▶ EXERCISE
Which of the lines below include the word "leather"? Pull each one out.

### RECORD EXCERPTS ###

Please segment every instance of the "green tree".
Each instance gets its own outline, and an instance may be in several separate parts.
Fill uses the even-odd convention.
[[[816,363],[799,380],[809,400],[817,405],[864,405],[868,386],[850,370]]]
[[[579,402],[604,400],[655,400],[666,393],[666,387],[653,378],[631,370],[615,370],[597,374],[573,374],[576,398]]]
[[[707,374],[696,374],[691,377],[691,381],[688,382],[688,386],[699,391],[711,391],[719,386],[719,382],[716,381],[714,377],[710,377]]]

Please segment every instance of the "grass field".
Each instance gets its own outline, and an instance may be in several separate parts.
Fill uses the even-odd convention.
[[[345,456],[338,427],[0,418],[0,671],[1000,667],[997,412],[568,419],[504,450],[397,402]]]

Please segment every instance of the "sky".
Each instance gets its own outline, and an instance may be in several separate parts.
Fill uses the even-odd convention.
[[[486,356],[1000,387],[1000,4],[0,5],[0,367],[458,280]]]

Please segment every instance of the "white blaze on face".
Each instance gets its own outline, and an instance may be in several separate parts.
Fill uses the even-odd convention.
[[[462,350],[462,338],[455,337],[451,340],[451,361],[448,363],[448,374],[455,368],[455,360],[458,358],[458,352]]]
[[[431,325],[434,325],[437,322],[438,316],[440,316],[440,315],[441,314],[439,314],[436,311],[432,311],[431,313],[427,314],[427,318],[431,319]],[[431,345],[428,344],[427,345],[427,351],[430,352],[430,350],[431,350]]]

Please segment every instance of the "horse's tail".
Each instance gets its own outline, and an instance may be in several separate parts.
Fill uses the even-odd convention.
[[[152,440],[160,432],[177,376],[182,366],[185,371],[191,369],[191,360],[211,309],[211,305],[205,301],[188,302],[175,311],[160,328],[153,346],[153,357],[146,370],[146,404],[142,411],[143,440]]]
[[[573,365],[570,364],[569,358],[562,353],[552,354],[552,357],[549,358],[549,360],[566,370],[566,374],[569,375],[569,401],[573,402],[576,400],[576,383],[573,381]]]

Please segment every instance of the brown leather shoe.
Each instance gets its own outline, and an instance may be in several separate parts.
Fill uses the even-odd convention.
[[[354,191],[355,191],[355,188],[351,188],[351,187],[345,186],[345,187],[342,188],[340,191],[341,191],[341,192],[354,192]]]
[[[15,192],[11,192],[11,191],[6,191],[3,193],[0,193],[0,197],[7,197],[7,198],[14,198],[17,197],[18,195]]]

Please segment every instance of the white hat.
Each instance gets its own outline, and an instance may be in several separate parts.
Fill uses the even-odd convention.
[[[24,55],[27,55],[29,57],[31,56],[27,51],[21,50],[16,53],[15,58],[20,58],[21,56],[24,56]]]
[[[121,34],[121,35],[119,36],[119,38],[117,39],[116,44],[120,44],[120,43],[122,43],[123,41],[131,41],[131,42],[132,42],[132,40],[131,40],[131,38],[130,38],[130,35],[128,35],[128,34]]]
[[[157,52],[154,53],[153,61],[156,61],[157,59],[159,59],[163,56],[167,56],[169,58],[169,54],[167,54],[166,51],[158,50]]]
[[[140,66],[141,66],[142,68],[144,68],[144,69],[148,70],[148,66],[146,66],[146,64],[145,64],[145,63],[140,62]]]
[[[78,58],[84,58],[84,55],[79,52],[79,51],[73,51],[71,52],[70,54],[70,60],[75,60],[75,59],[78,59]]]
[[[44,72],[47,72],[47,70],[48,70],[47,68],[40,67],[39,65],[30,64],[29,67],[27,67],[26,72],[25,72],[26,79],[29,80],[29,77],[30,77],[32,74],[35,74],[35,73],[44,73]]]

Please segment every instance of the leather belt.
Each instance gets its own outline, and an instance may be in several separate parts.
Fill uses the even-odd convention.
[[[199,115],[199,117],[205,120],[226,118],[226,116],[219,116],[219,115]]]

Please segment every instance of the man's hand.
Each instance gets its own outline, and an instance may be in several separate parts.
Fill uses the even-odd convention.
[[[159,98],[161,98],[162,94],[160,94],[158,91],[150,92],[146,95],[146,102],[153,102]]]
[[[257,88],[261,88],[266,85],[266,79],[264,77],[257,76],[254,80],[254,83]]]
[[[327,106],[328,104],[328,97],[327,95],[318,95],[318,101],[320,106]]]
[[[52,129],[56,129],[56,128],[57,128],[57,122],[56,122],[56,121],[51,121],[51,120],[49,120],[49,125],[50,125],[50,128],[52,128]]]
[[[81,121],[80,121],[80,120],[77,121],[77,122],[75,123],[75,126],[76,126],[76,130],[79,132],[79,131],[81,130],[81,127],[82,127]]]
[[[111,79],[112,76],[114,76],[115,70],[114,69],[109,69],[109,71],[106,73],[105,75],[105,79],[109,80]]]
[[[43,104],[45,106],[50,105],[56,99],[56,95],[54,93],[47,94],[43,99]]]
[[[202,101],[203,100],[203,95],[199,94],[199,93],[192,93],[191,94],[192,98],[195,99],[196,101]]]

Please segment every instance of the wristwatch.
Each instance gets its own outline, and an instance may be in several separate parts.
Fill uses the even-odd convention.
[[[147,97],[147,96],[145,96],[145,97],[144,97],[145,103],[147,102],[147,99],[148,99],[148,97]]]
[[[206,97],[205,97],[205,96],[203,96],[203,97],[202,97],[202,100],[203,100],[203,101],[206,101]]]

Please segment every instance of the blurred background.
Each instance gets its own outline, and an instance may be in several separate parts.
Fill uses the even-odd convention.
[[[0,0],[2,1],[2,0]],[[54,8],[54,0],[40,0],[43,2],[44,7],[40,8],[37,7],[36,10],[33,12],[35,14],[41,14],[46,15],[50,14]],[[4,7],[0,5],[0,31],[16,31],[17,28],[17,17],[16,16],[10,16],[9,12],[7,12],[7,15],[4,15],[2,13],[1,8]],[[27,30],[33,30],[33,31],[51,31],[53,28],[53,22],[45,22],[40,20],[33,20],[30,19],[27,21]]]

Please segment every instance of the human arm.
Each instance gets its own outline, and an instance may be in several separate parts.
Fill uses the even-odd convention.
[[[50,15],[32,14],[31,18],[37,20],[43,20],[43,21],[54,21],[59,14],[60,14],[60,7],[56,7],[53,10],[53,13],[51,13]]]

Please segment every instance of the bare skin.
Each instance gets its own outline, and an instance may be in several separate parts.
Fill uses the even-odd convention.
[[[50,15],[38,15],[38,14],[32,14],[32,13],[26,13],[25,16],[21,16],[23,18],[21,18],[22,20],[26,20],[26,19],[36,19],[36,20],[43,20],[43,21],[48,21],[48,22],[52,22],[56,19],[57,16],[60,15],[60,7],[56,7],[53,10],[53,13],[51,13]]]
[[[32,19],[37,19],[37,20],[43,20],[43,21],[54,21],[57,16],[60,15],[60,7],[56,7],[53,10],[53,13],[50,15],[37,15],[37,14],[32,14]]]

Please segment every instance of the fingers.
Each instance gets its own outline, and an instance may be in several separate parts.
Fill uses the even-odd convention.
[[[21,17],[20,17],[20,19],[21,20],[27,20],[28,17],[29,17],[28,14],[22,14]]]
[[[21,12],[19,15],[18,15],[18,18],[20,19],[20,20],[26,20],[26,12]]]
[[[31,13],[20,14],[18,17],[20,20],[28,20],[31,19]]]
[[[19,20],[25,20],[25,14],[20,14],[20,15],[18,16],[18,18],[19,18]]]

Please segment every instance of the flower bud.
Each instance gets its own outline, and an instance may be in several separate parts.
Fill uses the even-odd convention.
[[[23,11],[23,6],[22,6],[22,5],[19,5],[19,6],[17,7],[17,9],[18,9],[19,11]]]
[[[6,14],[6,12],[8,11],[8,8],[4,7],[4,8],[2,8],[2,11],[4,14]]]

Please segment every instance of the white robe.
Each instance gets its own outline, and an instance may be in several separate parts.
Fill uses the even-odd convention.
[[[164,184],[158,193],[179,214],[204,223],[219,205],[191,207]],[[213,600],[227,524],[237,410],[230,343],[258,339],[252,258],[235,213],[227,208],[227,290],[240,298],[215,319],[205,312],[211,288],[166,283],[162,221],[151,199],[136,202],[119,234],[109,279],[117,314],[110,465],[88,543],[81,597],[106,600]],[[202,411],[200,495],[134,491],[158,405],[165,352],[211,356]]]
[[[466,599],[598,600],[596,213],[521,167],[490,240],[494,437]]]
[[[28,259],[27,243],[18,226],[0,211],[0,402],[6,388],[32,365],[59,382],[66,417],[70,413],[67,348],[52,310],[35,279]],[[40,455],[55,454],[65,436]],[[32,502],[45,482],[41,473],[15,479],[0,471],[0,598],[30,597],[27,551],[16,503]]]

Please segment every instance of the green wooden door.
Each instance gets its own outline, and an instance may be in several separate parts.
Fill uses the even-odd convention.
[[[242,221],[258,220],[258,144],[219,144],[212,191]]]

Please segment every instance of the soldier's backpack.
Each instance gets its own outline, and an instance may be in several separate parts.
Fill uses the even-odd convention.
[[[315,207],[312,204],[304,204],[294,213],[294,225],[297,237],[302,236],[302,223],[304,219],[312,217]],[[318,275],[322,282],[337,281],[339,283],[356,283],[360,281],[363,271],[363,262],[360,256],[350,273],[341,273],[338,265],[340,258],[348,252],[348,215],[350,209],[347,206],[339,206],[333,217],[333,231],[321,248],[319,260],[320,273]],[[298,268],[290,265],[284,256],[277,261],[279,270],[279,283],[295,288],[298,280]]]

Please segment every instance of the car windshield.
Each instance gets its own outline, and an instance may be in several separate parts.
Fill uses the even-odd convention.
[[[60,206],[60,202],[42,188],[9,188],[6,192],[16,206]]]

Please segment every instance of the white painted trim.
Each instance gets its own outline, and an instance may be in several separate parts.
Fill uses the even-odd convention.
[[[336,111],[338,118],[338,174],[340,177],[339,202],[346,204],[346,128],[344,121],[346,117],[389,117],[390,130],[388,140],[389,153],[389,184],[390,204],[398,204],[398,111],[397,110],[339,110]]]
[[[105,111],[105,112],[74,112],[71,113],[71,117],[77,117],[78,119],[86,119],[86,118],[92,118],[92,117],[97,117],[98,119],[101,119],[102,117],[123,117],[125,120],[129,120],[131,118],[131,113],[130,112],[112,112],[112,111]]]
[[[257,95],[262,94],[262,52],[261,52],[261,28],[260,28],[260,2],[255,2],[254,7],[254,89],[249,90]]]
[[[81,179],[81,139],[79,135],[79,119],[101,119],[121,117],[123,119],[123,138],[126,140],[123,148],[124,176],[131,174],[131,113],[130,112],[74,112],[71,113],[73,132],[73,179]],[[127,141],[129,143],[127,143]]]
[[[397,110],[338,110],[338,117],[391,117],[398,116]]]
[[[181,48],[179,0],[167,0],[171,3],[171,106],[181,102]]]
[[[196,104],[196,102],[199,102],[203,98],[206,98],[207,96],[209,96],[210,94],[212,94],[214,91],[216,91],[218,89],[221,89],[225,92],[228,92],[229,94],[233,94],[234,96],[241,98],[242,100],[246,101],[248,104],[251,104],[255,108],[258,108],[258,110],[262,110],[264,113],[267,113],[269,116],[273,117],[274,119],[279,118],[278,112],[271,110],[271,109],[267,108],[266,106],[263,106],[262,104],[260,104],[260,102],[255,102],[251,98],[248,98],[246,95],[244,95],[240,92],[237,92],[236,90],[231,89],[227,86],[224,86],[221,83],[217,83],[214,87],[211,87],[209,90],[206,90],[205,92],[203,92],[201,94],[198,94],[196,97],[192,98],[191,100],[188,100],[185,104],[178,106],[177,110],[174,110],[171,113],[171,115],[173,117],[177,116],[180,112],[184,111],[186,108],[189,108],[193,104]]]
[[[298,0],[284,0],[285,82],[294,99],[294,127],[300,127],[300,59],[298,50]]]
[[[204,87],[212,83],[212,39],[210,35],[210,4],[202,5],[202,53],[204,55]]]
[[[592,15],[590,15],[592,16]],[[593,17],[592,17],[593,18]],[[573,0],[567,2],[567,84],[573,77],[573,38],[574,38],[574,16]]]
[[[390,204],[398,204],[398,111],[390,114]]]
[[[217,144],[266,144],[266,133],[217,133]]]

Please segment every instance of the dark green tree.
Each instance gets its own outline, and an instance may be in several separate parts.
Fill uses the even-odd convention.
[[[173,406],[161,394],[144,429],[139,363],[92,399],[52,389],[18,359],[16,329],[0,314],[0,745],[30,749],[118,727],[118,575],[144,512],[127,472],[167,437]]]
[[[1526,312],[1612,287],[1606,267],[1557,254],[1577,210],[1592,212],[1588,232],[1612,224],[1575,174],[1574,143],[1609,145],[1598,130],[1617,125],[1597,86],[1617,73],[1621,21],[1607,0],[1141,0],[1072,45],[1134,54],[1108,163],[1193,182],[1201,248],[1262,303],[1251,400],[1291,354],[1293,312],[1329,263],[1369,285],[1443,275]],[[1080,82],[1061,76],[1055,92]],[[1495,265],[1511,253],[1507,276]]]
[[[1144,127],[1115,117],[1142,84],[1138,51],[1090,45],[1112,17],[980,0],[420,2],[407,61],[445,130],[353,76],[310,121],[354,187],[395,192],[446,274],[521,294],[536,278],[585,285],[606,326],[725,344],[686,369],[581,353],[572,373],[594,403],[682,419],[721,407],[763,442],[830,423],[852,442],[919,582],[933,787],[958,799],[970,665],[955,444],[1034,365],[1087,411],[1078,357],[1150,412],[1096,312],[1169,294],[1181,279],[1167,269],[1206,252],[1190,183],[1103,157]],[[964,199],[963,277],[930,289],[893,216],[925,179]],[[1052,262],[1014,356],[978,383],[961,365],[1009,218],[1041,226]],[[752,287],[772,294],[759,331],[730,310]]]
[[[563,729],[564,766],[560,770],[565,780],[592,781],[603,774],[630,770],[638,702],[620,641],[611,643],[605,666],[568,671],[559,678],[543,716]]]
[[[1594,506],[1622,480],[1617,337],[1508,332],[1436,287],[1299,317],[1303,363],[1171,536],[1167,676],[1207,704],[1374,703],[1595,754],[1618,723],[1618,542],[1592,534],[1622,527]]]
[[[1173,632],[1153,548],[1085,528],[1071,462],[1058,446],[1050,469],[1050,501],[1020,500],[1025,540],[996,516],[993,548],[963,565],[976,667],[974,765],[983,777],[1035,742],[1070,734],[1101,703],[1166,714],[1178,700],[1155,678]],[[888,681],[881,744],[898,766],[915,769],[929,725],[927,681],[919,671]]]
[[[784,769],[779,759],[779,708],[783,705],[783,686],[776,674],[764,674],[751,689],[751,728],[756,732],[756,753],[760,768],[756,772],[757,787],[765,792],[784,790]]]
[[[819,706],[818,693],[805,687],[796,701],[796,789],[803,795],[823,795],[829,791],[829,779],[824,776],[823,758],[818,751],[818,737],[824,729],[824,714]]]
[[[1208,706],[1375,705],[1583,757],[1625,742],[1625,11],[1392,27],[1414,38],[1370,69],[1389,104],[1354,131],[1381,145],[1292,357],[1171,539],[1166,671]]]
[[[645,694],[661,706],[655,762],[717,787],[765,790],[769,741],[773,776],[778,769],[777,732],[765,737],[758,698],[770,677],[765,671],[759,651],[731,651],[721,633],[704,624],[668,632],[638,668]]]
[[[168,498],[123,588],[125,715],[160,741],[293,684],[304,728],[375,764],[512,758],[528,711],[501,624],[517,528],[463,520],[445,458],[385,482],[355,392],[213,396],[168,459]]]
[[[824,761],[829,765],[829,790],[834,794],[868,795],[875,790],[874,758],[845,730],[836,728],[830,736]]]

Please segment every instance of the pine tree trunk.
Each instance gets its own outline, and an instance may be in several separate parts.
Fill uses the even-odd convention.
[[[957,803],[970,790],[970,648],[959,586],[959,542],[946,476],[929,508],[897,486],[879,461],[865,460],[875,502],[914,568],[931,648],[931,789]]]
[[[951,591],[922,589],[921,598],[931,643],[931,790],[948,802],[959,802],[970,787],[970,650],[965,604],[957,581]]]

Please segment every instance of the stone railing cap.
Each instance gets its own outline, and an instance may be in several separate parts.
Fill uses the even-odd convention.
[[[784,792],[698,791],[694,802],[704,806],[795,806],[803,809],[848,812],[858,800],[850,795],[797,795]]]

###

▶ EXERCISE RESPONSE
Please segment every instance of the brown leather shoe.
Please segment every instance of the leather belt.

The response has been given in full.